Labeled area outline items:
================================

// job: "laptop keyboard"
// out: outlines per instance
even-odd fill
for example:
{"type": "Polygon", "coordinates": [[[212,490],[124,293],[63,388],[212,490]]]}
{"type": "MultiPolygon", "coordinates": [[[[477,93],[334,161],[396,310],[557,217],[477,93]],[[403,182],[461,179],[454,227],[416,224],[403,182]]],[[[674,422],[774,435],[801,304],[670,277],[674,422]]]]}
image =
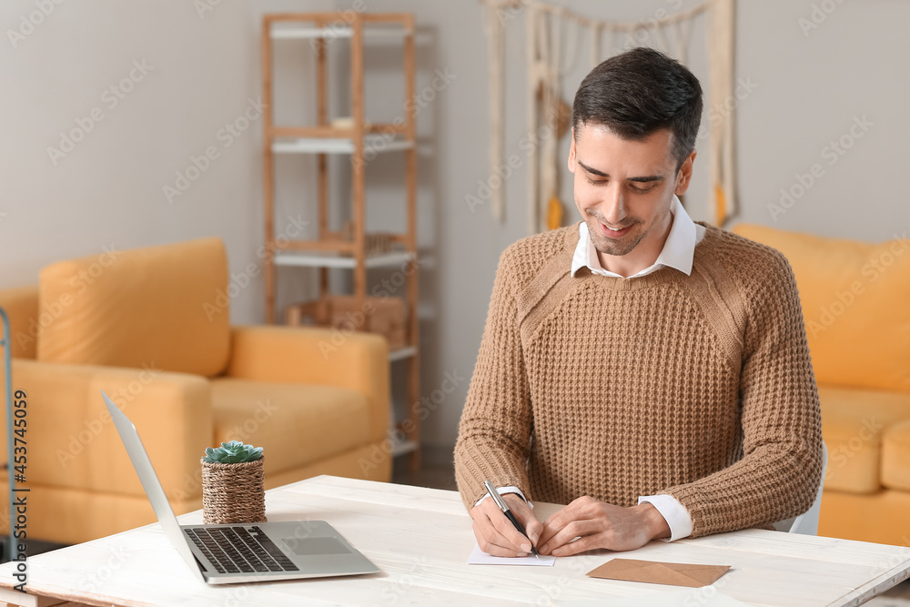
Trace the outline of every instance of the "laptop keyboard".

================================

> [EXERCISE]:
Every line above should be returned word for word, with the pictures left behind.

> [REPLY TO THE TASK]:
// job: "laptop keyboard"
// out: outlines per instance
even-odd fill
for example:
{"type": "Polygon", "coordinates": [[[212,490],[124,293],[63,388],[212,490]]]}
{"type": "MultiPolygon", "coordinates": [[[[477,93],[334,161],[396,310],[557,217],[477,93]],[[403,182],[461,179],[454,227],[416,224],[403,182]]],[[[674,422],[774,435],[801,304],[670,277],[674,422]]]]}
image =
Trace the outline of every instance of the "laptop keyboard".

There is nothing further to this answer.